* [YOUR TASK]:
Reproduce the records below word for word, omitting the pictures.

* [THE DATA]:
--- BEGIN ---

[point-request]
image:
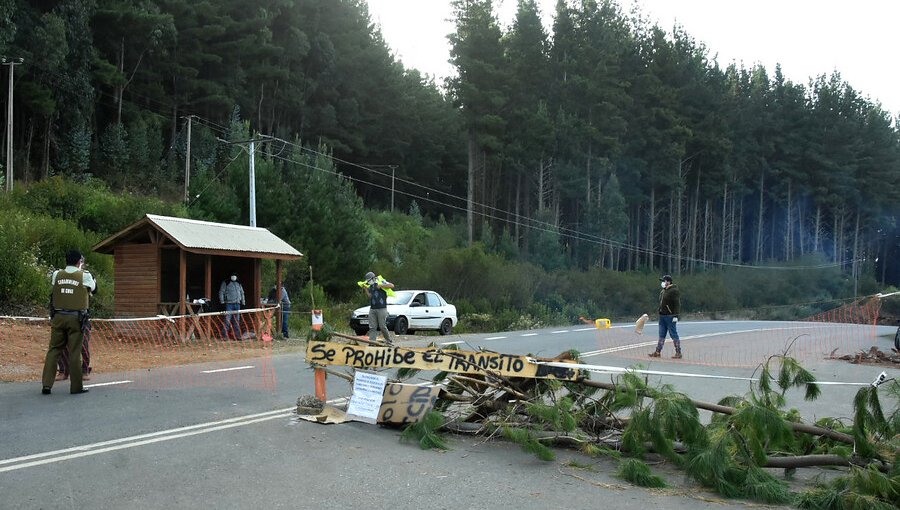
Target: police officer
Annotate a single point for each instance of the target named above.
(68, 310)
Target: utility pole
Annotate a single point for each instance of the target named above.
(252, 143)
(252, 183)
(187, 163)
(393, 167)
(9, 173)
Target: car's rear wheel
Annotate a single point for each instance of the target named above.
(401, 326)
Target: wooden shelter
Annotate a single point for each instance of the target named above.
(163, 264)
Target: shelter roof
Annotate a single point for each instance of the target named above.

--- END ---

* [EXERCISE RESULT]:
[point-request]
image:
Target: police officer
Annotate a single point for each instance of the target named above.
(68, 310)
Target: utility pole
Annotate a single point for each instance of the target named above.
(252, 143)
(252, 183)
(187, 163)
(393, 167)
(9, 173)
Target: car's rear wheel
Annotate a single point for each instance of the target named above.
(401, 326)
Target: wooden shelter
Annotate a single point for each instance of the target named above.
(163, 264)
Target: shelter roof
Annotate a single point for each instance of the target named above.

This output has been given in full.